BEGIN RECORDS SUPPLIED

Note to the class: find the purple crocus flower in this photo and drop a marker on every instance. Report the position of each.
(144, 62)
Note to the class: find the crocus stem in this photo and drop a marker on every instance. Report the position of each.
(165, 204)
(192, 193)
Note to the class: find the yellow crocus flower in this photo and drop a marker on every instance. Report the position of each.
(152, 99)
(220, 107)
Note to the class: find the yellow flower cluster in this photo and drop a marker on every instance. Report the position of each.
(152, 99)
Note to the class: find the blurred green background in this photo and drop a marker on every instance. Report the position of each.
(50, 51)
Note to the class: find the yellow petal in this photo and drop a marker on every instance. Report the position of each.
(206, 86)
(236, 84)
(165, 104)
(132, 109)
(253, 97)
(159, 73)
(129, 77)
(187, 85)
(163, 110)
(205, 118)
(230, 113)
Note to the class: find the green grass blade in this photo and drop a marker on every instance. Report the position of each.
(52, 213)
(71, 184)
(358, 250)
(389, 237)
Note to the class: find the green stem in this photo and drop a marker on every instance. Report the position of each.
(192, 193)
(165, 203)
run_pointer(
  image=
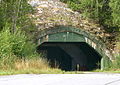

END RECORDS SUPPLIED

→ **TASK BRIEF**: Please return, exactly and with pictures omitted, the lines from the line holding "Note to the class: find the green grass" through the end of the data above, inclusive.

→ **TASK RESPONSE**:
Note to the class: find the green grass blade in this photo and drop a marker on every instance. Report the position of each.
(52, 213)
(71, 184)
(358, 250)
(389, 237)
Note to the class: find the green stem in this photo and drop a marker on every instance. Report the position of each.
(192, 193)
(165, 203)
run_pointer(
  image=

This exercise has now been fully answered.